ASSIGNED TASK: Retype exactly the lines from the one that contains "the bed in the" through the final line of the material below, and add nothing else.

RECORDS FOR THIS TASK:
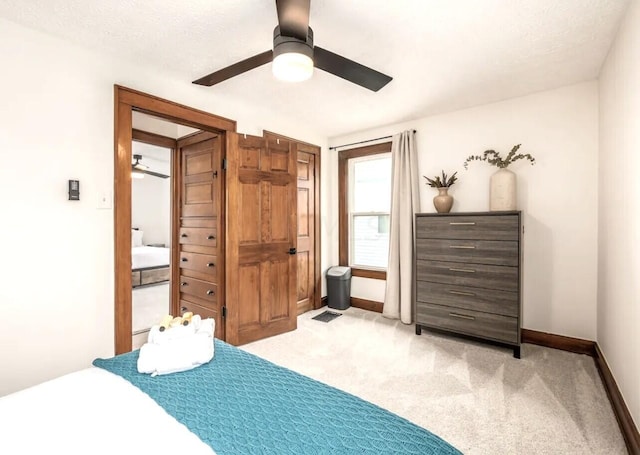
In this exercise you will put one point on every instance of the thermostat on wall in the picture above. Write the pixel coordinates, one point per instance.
(74, 190)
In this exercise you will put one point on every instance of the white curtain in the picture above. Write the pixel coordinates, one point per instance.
(405, 202)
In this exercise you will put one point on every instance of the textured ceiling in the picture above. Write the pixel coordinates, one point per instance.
(443, 55)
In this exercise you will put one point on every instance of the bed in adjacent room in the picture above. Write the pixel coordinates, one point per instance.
(236, 403)
(149, 264)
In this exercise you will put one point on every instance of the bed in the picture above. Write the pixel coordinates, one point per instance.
(236, 404)
(149, 264)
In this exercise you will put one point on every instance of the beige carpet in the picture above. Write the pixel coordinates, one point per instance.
(475, 396)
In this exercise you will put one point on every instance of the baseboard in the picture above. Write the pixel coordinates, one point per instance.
(366, 304)
(591, 348)
(549, 340)
(620, 409)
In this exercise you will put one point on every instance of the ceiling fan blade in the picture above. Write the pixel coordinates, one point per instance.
(293, 18)
(156, 174)
(236, 69)
(349, 70)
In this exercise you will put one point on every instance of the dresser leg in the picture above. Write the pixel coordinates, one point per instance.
(516, 352)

WRITTEN SOLUTION:
In this exercise you will put one point on every instance of the bed in the picture above. Write the pixel coordinates, one point per instance.
(236, 404)
(149, 264)
In this exercise you will put one point on every instance of the beige carpet in the picture above. Write the pixel coordinates, one point per instance.
(475, 396)
In this exercise you will put one point on every instance of the baseboard in the picture above. Write the pixel coordinates, one point per instance.
(366, 304)
(591, 348)
(549, 340)
(620, 409)
In this exercise you will put one point on every instance of the ceiling fan blade in the picture above. Write the pixel coordinates, one point per instance.
(293, 18)
(156, 174)
(236, 69)
(349, 70)
In this exercise you will put one point on every instance of the dresser leg in the picture above. Write the pixel coordinates, one point per instance.
(516, 352)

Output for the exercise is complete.